### [AUFGABE 1]
Warum hielt das Amtsgericht laut Textauszug die weggeworfenen Skizzen nicht für herrenlos? Antworte in ein bis drei Sätzen.
### [AUFGABE 2]
Schreib den Textauszug über Diebstahl an weggeworfenen Sachen im selben Stil nach seinem letzten Satz weiter.

Am 24.04.2019 hat das Amtsgericht Köln den Mann wegen Diebstahls (§ 242 StGB) zu einer Geldstrafe von 90 Tagessätzen zu je 35 Euro verurteilt.

Für eine Strafbarkeit wegen Diebstahls ist die Wegnahme einer fremden beweglichen Sache erforderlich. Die Wegnahme einer beweglichen Sache war in diesem Fall unproblematisch. Umstritten ist im Hinblick auf weggeworfene Gegenstände jedoch, ob diese noch fremd im Sinne des § 242 StGB sind. Sie könnten durch das Wegwerfen nämlich auch herrenlos (d. h. in niemandes Eigentum) und somit nicht mehr fremd geworden sein. 

Das Amtsgericht hat die Herrenlosigkeit der Skizzen jedoch mit der Begründung verneint, dass Richter das Eigentum an den Skizzen an das Entsorgungsunternehmen übertragen wollte und sie deshalb in den Müll geworfen hatte. Somit sei er bis zur Abholung durch die Müllabfuhr auch noch Eigentümer der Skizzen gewesen. 

Außerdem habe der Künstler durch die Entsorgung nicht den Gewahrsam an den Skizzen abgeben wollen, sondern vielmehr ihre Entsorgung durch die Müllabfuhr beabsichtigt. Auch die wirtschaftliche Verwertung seiner Kunst durch einen anderen habe Richter nicht gewollt.

„Containern“ und die Wegnahme von Sperrmüll: Diebstahl oder nicht?

Dieser Fall hat gewisse Ähnlichkeit mit den sog. „Container-Fällen“, bei denen weggeworfene Lebensmittel aus Müllcontainern von Supermärkten genommen werden. Zwei Aktivistinnen, die durch das Containern auf den Missstand der Lebensmittelverschwendung hinweisen wollten, wurden vor Kurzem von einem Gericht wegen Diebstahls verwarnt. Sehr häufig werden diese Verfahren von der Staatsanwaltschaft aber auch nach § 153 StPO wegen Geringfügigkeit eingestellt. 

Die herrschende Meinung geht davon aus, dass § 242 StGB das Eigentum schützt. Danach käme es für eine Eigentumsverletzung nicht auf den wirtschaftlichen Wert einer Sache, sondern vielmehr auf die Gebrauchs- und Verwendungsmöglichkeit des Eigentümers an. Abweichend davon wird die Meinung vertreten, dass für eine Strafbarkeit wegen Diebstahls die wirtschaftlichen Eigentümerinteressen beeinträchtigt werden müssen. Danach ist die Frage, ob es sich um eine fremde Sache handelt, wirtschaftlich zu bestimmen. Somit wäre die Strafbarkeit der Wegnahme weggeworfener Lebensmittel nach dieser Auffassung schon zu verneinen, weil der Supermarkt offensichtlich kein wirtschaftliches Interesse mehr an ihnen hat.

### [VORLIEGENDE ZEILEN]
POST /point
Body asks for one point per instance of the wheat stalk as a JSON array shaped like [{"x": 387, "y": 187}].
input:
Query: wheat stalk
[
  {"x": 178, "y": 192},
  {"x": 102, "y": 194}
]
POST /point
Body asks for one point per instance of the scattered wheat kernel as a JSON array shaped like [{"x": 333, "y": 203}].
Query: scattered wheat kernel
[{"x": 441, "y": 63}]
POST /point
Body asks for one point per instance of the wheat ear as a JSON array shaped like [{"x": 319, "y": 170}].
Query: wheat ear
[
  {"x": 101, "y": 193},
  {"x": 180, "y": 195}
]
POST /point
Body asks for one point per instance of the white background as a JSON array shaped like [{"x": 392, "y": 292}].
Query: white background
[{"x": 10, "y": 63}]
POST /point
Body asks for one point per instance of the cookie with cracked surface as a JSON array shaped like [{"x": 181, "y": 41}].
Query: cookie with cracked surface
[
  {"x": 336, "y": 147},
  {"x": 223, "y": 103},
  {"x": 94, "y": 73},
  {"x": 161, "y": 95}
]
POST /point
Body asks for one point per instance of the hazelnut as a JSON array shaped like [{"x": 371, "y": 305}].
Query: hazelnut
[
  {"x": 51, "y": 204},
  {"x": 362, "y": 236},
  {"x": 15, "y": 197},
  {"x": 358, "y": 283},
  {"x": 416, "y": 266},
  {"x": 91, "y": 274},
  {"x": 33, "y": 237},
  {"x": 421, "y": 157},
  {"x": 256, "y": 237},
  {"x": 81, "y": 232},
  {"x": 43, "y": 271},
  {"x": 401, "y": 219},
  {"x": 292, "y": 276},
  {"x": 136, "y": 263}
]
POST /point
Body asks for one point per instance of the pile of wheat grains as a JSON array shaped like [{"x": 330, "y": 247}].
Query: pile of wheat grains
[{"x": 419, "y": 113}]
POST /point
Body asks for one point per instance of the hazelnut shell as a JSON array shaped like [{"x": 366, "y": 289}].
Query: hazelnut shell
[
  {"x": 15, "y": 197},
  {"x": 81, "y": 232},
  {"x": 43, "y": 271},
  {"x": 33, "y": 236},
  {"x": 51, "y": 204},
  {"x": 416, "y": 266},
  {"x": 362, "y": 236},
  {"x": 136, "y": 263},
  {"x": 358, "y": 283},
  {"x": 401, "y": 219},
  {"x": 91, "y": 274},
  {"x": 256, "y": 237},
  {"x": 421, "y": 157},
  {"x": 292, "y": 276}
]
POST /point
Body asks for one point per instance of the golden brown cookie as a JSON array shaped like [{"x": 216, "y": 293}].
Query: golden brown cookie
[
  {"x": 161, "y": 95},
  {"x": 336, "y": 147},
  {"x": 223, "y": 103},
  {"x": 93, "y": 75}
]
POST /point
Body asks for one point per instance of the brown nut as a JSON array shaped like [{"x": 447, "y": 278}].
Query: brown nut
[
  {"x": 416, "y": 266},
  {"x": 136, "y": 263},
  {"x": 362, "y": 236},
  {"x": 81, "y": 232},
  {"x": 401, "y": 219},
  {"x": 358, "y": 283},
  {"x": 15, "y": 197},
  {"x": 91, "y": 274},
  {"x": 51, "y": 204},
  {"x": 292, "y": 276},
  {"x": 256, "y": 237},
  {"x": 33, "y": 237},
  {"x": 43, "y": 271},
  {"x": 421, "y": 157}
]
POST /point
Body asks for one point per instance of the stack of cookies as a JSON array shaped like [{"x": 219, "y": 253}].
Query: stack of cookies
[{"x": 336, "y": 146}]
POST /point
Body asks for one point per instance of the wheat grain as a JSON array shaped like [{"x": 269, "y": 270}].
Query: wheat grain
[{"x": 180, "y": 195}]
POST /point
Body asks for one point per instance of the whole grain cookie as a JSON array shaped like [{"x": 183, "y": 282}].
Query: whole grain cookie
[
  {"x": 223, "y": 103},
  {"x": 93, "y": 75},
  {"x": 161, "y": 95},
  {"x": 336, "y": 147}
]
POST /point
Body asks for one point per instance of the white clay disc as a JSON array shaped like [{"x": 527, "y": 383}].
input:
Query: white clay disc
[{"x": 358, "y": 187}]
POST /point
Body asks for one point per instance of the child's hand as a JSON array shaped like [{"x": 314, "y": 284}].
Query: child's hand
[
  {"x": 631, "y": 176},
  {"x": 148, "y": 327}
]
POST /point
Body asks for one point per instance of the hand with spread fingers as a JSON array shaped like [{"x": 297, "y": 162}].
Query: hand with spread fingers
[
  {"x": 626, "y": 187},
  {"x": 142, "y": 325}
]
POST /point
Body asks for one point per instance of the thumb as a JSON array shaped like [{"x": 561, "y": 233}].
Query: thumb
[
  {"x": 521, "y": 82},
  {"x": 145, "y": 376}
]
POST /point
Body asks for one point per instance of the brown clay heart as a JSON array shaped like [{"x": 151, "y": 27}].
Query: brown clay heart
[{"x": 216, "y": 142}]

### [ANTWORT 1]
Richter wollte das Eigentum an den Skizzen auf das Entsorgungsunternehmen übertragen und hat sie deshalb in den Müll geworfen. Darum war er nach Ansicht des Gerichts bis zur Abholung durch die Müllabfuhr noch Eigentümer der Skizzen.

### [ANTWORT 2]
Insofern weicht das obige Urteil davon ab und folgt der herrschenden Meinung. 

Auch in Container-Fällen ist umstritten, ob es sich bei den weggeworfenen Lebensmitteln um herrenlose Sachen handelt. Ob die Lebensmittel diebstahlsfähig sind, hängt davon ab, ob der Supermarkt das Eigentum an ihnen aufgegeben hat. 

Die Eigentumsaufgabe setzt voraus, dass der Supermarkt den Besitz aufgegeben hat und seinen Willen zum Ausdruck gebracht hat, dass er auf sein Eigentum verzichtet (sog. Entschlagungswille). Der Wille zum Verzicht auf das Eigentum muss jedoch nicht explizit erklärt werden. Es ist ausreichend, wenn sich der Verzichtswille aus der Besitzaufgabe ableiten lässt. Im Hinblick auf das Bereitstellen von Müll werden unterschiedliche Ansichten zum Entschlagungswillen vertreten.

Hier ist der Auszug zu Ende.